Instrução 1
Responde a estas perguntas sobre o excerto da escritura de hipoteca, uma por linha:
(a) Sobre que bens declarou o executado constituir uma hipoteca a favor do exequente?
(b) Sob que regime de bens declarou o executado ser casado?
(c) Que título aparece entre parênteses na cláusula 10ª?

Excerto do documento

2. Para garantia do pagamento do capital, juros e despesas, o executado, por si e enquanto procurador da embargante, declarou constituir a favor do exequente uma hipoteca sobre as frações autónomas referidas no ponto anterior.
3. Na escritura referida em 1., o segundo outorgante (executado) foi identificado da seguinte forma:
“(…) intervém por si e na qualidade de procurador de sua mulher, com a qual, segundo declarou, é casado sob o regime da comunhão de adquiridos, com ele habitualmente residente, M…, natural da Checoslováquia, com o número fiscal de contribuinte …, no uso dos poderes que lhe foram conferidos na procuração, que arquivo”.
4. A cláusula 10ª, 1. do documento complementar da escritura tem a seguinte redação:
“Cláusula 10ª
(Direito de resolução)
1. A CEMG reserva-se o direito de resolver o contrato considerando o crédito imediatamente vencido se o imóvel hipotecado for alienado, arrendado ou de qualquer forma cedido ou onerado sem o seu consentimento escrito, se lhe for dado fim diverso do estipulado e, ainda, nos casos de falta de cumprimento pela PARTE DEVEDORA de qualquer das obrigações assumidas neste contrato.

Conteúdo dos dados

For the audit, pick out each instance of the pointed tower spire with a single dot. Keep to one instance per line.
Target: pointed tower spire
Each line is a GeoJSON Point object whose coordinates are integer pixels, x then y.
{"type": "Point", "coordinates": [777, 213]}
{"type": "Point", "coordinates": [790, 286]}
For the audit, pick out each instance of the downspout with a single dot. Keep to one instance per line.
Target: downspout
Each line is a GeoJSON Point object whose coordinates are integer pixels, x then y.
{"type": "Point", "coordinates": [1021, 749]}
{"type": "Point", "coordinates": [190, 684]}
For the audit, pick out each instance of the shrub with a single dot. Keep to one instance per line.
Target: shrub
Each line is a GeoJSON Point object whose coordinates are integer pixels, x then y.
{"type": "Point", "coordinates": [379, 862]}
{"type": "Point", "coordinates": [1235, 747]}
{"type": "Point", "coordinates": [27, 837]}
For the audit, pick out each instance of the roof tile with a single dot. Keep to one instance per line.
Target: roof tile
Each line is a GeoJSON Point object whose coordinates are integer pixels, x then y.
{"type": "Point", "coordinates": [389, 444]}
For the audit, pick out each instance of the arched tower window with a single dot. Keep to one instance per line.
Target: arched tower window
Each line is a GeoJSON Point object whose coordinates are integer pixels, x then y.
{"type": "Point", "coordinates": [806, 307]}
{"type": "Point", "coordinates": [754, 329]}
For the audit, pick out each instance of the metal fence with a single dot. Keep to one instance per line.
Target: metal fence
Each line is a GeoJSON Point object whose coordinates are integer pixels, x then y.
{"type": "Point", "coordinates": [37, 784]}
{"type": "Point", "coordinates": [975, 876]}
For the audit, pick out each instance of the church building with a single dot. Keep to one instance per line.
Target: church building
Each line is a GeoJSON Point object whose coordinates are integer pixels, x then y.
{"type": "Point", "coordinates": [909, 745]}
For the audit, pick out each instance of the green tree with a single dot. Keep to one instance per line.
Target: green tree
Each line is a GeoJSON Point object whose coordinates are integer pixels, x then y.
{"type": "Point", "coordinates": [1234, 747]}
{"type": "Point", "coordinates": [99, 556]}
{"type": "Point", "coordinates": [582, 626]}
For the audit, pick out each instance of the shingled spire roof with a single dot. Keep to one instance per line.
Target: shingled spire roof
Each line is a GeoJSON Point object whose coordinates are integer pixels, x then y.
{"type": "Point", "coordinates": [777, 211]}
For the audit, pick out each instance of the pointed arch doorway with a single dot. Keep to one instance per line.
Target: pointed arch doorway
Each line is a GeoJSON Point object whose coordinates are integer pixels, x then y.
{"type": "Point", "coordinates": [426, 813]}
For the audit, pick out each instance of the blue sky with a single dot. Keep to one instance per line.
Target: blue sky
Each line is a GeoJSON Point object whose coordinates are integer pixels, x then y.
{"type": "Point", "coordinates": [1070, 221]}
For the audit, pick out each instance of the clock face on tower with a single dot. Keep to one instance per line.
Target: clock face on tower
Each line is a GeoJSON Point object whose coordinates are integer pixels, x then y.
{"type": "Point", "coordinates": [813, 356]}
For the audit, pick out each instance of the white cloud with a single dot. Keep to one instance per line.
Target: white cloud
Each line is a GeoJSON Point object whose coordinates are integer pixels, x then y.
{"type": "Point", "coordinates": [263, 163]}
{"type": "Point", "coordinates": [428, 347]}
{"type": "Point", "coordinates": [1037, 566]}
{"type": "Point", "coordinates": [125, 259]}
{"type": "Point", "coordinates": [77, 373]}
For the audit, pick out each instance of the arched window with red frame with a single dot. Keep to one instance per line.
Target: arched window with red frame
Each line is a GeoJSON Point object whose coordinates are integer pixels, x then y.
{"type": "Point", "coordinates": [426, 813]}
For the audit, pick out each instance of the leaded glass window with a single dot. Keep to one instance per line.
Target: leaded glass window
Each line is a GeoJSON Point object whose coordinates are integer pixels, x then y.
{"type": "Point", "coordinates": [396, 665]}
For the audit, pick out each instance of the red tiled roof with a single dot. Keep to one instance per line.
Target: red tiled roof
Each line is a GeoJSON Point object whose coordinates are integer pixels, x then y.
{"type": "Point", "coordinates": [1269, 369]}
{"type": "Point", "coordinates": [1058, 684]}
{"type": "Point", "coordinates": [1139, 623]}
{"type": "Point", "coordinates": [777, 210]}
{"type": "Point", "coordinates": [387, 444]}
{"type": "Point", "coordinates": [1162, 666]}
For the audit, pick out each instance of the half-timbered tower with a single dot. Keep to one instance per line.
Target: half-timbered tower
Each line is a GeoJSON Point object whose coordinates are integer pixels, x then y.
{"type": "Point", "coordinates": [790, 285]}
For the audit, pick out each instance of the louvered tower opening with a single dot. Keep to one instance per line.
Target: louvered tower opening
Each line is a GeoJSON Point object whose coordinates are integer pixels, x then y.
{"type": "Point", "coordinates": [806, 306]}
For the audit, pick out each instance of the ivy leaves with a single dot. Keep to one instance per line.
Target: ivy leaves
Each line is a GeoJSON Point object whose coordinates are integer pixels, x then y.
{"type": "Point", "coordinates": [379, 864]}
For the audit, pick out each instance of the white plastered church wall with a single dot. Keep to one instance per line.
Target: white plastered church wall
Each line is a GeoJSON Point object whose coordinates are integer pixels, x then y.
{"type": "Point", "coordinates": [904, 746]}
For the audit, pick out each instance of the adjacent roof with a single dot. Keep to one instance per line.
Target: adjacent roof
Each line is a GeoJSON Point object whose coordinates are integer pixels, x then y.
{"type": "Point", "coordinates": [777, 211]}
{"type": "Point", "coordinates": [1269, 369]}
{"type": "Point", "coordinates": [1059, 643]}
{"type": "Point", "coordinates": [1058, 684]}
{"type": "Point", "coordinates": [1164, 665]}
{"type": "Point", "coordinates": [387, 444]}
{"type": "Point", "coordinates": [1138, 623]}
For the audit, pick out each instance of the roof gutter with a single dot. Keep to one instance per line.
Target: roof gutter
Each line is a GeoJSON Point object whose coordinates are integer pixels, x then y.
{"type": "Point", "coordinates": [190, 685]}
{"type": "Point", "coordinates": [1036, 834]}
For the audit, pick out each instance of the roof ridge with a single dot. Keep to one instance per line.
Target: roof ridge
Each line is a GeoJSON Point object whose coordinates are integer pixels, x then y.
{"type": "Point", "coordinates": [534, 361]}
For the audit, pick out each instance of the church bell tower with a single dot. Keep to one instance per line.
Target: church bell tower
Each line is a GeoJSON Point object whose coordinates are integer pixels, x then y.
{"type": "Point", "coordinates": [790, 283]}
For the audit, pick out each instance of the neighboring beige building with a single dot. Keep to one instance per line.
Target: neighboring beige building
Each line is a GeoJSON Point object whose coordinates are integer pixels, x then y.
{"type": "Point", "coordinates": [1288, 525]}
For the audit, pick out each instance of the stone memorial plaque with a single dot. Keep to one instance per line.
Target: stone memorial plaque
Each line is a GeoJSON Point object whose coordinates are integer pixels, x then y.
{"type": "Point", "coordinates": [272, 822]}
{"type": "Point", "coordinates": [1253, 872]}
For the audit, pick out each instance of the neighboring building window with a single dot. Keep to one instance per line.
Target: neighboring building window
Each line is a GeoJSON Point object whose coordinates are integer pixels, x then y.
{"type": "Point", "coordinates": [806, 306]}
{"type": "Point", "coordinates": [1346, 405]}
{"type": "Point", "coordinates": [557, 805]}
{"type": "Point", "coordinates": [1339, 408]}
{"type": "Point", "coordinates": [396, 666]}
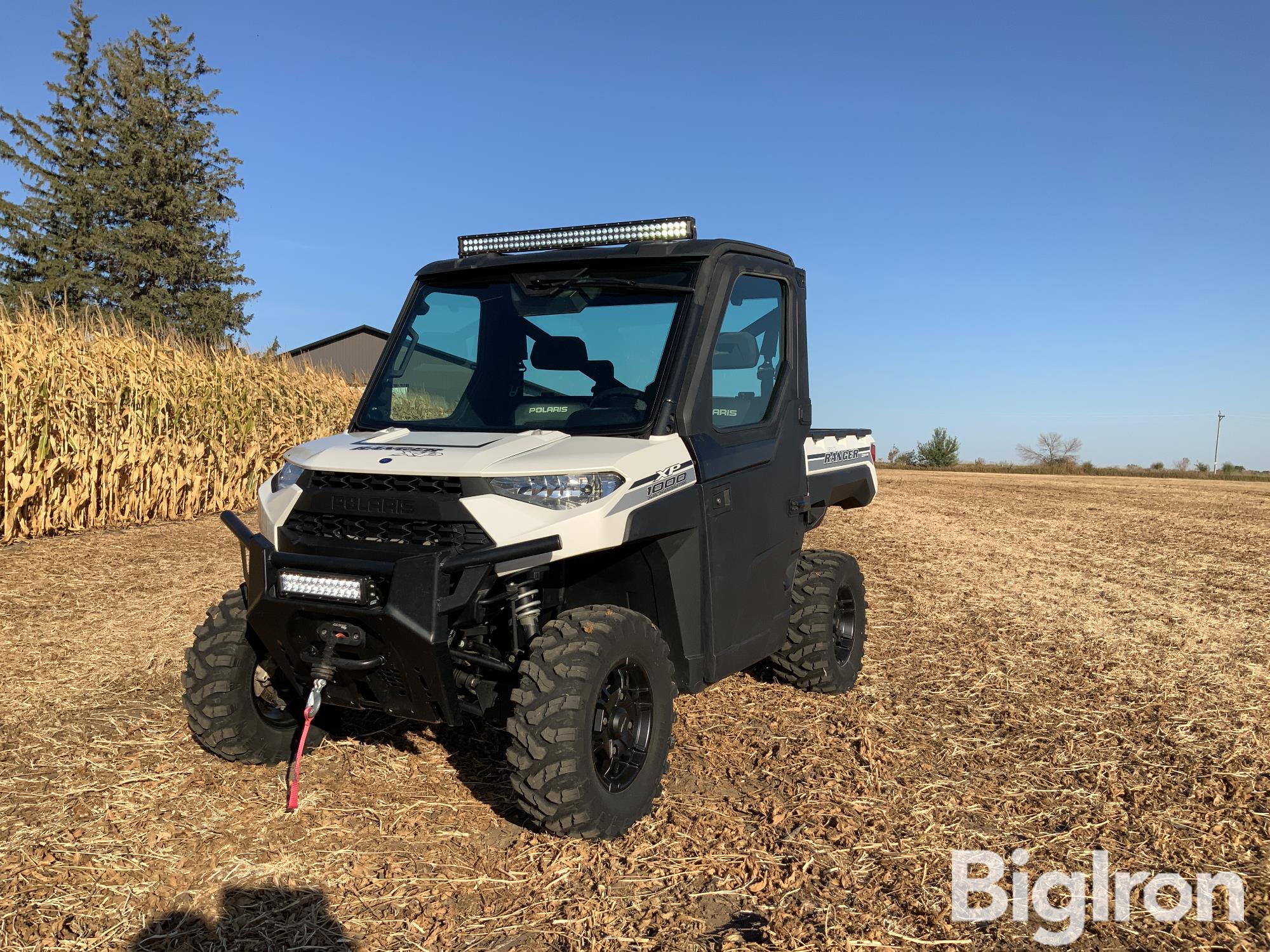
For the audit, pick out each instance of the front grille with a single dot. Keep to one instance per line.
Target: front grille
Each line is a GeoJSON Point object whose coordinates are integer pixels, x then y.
{"type": "Point", "coordinates": [385, 483]}
{"type": "Point", "coordinates": [374, 530]}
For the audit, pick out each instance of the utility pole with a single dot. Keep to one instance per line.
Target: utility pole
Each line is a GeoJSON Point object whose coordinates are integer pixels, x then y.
{"type": "Point", "coordinates": [1220, 418]}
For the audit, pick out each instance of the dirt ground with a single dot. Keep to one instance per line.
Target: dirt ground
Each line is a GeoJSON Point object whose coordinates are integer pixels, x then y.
{"type": "Point", "coordinates": [1061, 664]}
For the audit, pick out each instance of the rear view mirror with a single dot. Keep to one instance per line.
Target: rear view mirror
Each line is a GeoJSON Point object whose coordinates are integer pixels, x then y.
{"type": "Point", "coordinates": [736, 351]}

Instrução 2
Apresenta em tabela Markdown todas as entradas, desde a linha que contém "For the audit, pick out each instance of the rear" até ao fim das entradas, com ambos os extremos incluídos. Usa as colunas «N.º» e «Linha» e omite as linhas em branco.

Resposta esperada 1
(a) Sobre as frações autónomas referidas no ponto anterior.
(b) Sob o regime da comunhão de adquiridos.
(c) Direito de resolução.

Resposta esperada 2
| N.º | Linha |
|---|---|
| 1 | For the audit, pick out each instance of the rear view mirror with a single dot. Keep to one instance per line. |
| 2 | Target: rear view mirror |
| 3 | Each line is a GeoJSON Point object whose coordinates are integer pixels, x then y. |
| 4 | {"type": "Point", "coordinates": [736, 351]} |